##### DATA FOR PROCESSING

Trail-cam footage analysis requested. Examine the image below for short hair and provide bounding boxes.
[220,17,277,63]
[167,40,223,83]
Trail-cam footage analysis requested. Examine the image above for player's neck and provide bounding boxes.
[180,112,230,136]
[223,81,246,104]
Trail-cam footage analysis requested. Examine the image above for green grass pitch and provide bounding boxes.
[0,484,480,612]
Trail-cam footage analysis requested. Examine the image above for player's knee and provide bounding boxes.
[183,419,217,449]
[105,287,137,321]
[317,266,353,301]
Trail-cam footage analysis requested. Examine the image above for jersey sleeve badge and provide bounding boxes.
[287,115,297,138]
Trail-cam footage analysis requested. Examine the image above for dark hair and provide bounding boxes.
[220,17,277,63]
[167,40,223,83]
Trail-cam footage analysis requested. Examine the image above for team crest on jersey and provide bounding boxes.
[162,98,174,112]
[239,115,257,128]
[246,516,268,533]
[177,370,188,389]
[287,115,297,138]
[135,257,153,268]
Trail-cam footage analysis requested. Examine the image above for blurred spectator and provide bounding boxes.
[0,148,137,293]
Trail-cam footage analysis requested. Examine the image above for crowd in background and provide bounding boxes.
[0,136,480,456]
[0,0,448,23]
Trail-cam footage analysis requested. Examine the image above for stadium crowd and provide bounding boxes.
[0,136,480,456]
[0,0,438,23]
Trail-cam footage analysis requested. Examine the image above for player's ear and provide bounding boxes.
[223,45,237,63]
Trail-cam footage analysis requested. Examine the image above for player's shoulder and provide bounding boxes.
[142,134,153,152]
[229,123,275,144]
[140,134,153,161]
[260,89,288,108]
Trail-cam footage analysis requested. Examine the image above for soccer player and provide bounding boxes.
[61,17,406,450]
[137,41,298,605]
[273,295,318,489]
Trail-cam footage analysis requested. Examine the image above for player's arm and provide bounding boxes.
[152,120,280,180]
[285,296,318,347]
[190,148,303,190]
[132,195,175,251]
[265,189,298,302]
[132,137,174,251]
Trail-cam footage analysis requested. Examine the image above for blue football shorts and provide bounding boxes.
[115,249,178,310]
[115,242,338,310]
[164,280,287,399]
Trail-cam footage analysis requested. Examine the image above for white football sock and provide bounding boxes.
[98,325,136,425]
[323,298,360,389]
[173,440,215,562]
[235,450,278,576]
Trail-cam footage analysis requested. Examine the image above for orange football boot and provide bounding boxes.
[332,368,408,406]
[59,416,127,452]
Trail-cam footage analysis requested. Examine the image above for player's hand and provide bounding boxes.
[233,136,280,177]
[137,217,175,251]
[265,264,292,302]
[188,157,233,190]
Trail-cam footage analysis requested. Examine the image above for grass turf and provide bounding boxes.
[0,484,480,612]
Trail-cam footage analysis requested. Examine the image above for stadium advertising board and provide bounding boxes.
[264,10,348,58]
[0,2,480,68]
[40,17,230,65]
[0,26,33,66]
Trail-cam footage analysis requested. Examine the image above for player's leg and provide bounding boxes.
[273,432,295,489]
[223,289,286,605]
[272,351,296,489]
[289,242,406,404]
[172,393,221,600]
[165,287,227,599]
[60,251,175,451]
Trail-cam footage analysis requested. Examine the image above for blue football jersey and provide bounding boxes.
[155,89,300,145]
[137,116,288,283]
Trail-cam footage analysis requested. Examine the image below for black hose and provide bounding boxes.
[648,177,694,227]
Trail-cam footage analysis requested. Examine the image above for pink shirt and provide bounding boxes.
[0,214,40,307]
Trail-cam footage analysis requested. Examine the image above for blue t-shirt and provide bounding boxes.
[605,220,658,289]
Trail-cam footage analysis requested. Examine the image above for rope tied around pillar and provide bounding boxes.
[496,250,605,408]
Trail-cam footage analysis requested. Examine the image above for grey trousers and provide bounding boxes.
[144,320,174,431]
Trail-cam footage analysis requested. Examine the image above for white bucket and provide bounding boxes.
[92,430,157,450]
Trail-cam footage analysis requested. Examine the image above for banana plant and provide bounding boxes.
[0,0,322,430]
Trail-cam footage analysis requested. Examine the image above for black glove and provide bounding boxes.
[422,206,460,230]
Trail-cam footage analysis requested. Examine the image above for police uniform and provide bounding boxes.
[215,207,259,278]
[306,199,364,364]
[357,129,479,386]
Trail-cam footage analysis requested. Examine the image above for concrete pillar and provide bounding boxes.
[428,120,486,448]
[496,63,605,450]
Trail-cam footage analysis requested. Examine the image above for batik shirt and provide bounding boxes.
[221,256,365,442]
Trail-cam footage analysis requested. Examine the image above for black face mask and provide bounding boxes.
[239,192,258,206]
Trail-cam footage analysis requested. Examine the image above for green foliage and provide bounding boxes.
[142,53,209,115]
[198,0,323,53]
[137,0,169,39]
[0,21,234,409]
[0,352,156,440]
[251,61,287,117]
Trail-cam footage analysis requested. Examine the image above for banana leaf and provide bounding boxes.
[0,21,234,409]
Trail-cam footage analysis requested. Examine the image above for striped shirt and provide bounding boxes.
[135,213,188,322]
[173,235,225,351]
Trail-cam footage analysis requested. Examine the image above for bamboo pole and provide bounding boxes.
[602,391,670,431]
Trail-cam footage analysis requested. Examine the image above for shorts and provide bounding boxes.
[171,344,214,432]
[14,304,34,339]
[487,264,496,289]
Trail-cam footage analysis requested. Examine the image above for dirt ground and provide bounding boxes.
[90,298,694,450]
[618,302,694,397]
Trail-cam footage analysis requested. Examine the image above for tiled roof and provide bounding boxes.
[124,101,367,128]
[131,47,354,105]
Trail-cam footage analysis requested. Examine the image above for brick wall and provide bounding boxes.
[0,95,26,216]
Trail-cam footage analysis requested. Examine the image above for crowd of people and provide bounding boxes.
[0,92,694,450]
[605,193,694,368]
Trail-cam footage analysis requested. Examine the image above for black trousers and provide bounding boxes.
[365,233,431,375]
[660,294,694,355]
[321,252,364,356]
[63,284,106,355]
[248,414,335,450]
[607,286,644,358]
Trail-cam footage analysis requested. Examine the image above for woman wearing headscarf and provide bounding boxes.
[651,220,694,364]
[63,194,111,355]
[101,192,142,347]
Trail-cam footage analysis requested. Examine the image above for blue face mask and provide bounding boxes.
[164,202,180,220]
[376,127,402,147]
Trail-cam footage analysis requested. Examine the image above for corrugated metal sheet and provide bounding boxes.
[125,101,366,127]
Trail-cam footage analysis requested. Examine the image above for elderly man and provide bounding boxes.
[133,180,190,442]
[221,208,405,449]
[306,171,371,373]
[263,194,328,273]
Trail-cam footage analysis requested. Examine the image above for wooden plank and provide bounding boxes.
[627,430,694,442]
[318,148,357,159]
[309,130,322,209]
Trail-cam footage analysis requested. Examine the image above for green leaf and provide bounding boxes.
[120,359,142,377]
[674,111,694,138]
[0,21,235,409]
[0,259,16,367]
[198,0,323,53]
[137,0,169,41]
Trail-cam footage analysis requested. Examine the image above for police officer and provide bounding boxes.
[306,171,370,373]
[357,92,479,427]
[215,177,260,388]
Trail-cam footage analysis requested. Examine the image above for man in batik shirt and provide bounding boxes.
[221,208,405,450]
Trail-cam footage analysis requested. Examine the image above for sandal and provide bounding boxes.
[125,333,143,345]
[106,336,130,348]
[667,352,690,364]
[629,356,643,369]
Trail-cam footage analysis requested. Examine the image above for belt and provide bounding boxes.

##########

> _DIRECTIONS FOR THIS TASK_
Arrange everything from the line containing "sock and provide bounding boxes." down to the line containing "[92,430,157,450]" as a Markdown table with the columns Row and Line. Number each line in Row and skip any blank lines.

> _RESPONSE TO THIS EXERCISE_
| Row | Line |
|---|---|
| 1 | Trail-cam footage analysis requested. Examine the image above for white football sock and provide bounding boxes. |
| 2 | [98,325,136,425] |
| 3 | [323,298,360,389] |
| 4 | [173,440,215,562] |
| 5 | [235,450,278,576] |
| 6 | Trail-cam footage analysis requested. Examine the image above for orange football boot and provide bounding boxes. |
| 7 | [332,368,408,406] |
| 8 | [59,416,127,452] |
| 9 | Trail-cam footage analysis requested. Examine the image above for player's hand and provide bounding boxes. |
| 10 | [233,136,280,177] |
| 11 | [137,217,175,251] |
| 12 | [265,264,292,302] |
| 13 | [188,157,233,190] |
| 14 | Trail-cam footage analysis requested. Examine the image above for grass turf and provide bounding boxes. |
| 15 | [0,484,480,612] |
| 16 | Trail-cam footage analysis requested. Examine the image above for stadium advertising board and provide bounding boxes. |
| 17 | [264,10,348,58] |
| 18 | [0,2,480,68] |
| 19 | [40,17,230,65] |
| 20 | [0,26,33,66] |
| 21 | Trail-cam footage analysis requested. Examine the image above for player's leg and provide bounding boxes. |
| 22 | [273,432,295,489] |
| 23 | [223,289,286,605] |
| 24 | [272,351,296,489] |
| 25 | [289,242,406,404] |
| 26 | [172,393,221,600] |
| 27 | [165,287,227,599] |
| 28 | [60,251,175,451] |
| 29 | Trail-cam footage analysis requested. Examine the image above for blue football jersey and provide bounding boxes. |
| 30 | [155,89,300,145] |
| 31 | [137,116,288,283] |
| 32 | Trail-cam footage analysis requested. Examine the image below for black hose and provide bounding boxes. |
| 33 | [648,177,694,227] |
| 34 | Trail-cam footage analysis requested. Examine the image above for pink shirt and provide bounding boxes. |
| 35 | [0,214,40,307] |
| 36 | Trail-cam footage analysis requested. Examine the image above for blue t-shirt and provide bounding boxes. |
| 37 | [605,220,658,289] |
| 38 | Trail-cam footage analysis requested. Examine the image above for rope tied around pillar and provide bounding boxes. |
| 39 | [496,250,605,408] |
| 40 | Trail-cam footage analysis requested. Examine the image above for grey trousers and provide bounding boxes. |
| 41 | [144,320,174,431] |
| 42 | Trail-cam footage analysis requested. Examine the image above for white bucket and provide bounding boxes. |
| 43 | [92,430,157,450] |